*** Material provided Section Begins ***

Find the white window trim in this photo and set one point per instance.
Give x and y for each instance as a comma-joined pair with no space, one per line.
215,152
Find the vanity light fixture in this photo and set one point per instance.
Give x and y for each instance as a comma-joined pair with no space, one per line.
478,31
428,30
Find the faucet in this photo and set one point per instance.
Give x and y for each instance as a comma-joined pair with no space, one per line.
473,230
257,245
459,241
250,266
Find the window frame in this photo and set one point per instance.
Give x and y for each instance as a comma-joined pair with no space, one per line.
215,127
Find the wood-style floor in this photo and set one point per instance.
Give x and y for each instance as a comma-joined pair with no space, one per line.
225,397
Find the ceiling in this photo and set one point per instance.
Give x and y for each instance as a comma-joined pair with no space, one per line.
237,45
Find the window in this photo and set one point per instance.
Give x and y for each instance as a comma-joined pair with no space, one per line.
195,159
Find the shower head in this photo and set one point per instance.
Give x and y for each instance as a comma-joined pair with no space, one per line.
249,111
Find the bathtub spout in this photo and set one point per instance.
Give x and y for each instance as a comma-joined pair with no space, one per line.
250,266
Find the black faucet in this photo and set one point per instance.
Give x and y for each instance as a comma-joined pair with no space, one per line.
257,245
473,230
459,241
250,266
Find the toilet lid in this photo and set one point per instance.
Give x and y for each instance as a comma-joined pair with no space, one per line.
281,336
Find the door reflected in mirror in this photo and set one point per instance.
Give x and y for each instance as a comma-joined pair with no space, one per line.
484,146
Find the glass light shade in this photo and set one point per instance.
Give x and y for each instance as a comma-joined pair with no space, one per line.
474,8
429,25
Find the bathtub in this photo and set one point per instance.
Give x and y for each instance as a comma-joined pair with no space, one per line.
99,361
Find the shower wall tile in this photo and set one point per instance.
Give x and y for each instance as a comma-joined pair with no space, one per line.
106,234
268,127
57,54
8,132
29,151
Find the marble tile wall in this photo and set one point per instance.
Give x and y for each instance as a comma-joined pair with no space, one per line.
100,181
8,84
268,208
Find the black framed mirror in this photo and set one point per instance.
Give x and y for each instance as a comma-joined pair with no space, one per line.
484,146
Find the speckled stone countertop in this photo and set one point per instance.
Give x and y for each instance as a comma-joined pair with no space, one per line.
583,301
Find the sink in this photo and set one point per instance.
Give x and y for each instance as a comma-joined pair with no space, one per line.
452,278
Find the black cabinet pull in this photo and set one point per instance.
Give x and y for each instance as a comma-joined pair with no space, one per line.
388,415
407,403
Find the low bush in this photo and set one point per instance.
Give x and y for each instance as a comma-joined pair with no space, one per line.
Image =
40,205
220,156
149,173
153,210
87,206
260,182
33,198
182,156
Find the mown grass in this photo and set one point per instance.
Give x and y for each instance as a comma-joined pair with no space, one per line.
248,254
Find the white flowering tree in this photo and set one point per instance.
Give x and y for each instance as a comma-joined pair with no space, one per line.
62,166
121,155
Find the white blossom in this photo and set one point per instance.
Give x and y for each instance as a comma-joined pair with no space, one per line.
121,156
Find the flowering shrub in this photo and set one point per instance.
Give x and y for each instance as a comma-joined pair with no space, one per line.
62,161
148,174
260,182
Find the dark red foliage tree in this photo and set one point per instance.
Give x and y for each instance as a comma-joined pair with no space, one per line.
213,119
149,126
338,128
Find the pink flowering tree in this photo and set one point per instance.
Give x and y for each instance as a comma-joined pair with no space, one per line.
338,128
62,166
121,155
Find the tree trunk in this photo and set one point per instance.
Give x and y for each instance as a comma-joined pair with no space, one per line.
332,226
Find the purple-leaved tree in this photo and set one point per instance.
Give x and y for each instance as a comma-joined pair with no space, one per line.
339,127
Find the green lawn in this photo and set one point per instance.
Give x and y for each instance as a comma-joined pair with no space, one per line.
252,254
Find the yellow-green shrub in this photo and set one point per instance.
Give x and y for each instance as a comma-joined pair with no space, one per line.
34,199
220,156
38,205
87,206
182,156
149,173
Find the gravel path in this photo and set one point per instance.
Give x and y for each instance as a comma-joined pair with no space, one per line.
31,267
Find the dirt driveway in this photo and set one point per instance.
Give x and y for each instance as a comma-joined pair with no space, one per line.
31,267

*** Material provided Section Ends ***

What the task requires: Wherever the line holding "Find the faucet" falls in the entries above, copy exactly from it through the line holding "Find the window frame", inclusive, and add nothing.

Exercise output:
Find the faucet in this photo and set one point per instance.
Give x and y for each instance as a comma-joined pair with no space, one per line.
473,230
257,245
459,241
250,266
Find the window frame in this photo and set one point per instance.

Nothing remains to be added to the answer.